▶ [Records supplied]
+-------+
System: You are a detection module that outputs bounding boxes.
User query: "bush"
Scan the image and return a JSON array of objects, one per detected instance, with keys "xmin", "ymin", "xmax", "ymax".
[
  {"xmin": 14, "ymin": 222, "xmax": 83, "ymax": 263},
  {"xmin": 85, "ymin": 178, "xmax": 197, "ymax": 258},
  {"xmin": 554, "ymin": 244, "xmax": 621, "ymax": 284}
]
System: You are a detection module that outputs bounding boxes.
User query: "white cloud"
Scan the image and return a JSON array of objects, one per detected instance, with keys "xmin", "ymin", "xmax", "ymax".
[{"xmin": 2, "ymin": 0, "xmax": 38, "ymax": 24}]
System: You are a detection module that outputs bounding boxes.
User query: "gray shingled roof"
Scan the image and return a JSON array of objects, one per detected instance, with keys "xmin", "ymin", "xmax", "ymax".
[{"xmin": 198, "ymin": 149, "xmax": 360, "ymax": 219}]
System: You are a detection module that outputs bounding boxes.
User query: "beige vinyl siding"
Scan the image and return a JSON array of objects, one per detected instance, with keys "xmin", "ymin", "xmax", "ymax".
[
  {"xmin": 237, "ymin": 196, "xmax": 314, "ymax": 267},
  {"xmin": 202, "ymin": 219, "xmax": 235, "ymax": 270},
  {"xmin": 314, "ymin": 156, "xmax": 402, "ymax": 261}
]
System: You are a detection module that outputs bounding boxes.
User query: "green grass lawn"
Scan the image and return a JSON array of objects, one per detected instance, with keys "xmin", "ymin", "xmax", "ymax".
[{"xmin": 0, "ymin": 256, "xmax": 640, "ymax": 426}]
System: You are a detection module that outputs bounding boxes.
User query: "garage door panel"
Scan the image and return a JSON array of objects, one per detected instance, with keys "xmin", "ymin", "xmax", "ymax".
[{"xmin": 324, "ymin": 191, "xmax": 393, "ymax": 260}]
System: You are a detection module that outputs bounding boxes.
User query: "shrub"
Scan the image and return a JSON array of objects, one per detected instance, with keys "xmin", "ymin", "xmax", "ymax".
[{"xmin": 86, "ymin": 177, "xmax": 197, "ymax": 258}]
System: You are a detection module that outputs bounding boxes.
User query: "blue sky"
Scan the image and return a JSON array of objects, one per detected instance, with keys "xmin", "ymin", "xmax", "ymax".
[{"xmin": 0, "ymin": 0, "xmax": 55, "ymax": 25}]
+-------+
▶ [Given problem]
Type out the whole listing above again, exactly as it stands.

▶ [Task response]
System: You are a detection module that outputs bounding boxes.
User query: "bush"
Scan the image and return a JSON array of objects, one per detected instance, with keys "xmin", "ymin", "xmax", "ymax".
[
  {"xmin": 14, "ymin": 222, "xmax": 83, "ymax": 263},
  {"xmin": 85, "ymin": 178, "xmax": 197, "ymax": 258},
  {"xmin": 554, "ymin": 244, "xmax": 621, "ymax": 284}
]
System: You are a detection module that outputs bounding boxes.
User query: "white cloud"
Scan the image and return a JSON array of objects, one per detected instance, with keys "xmin", "ymin", "xmax", "ymax".
[{"xmin": 2, "ymin": 0, "xmax": 38, "ymax": 24}]
System: You are a detection module that outputs bounding boxes.
User query: "gray shingled roof"
Scan the image and return a JSON array of objects, one per detected instance, with keys "xmin", "ymin", "xmax", "ymax".
[{"xmin": 198, "ymin": 149, "xmax": 360, "ymax": 219}]
System: You are a detection module that outputs bounding boxes.
User query: "beige vinyl siding"
Scan the image and return a JSON array of objects, one per detected instance, with keys "xmin", "ymin", "xmax", "ymax".
[
  {"xmin": 237, "ymin": 196, "xmax": 314, "ymax": 267},
  {"xmin": 202, "ymin": 219, "xmax": 235, "ymax": 270},
  {"xmin": 314, "ymin": 156, "xmax": 402, "ymax": 261}
]
System: You are a detection module that outputs bounding boxes.
User query: "green grass lawn"
Scan the image and return a JSON array of objects, one per detected instance, with keys "xmin", "ymin", "xmax", "ymax".
[{"xmin": 0, "ymin": 256, "xmax": 640, "ymax": 426}]
System: You are a detection module that outputs bounding boxes.
User query: "garage door panel"
Scan the image and return a JSON array of objects, one per detected instance, with keys "xmin", "ymin", "xmax", "ymax".
[{"xmin": 324, "ymin": 191, "xmax": 393, "ymax": 260}]
System: You are a detection module that outputs bounding boxes.
User query: "shrub"
Scan the image and return a JSON array of objects, one per detected instance, with keys "xmin", "ymin", "xmax", "ymax".
[{"xmin": 86, "ymin": 177, "xmax": 197, "ymax": 258}]
System: You are a detection module that outputs bounding boxes.
User query: "blue sky"
Scan the image and return a JSON array of objects, one per detected instance, with keys "xmin", "ymin", "xmax", "ymax".
[{"xmin": 0, "ymin": 0, "xmax": 55, "ymax": 25}]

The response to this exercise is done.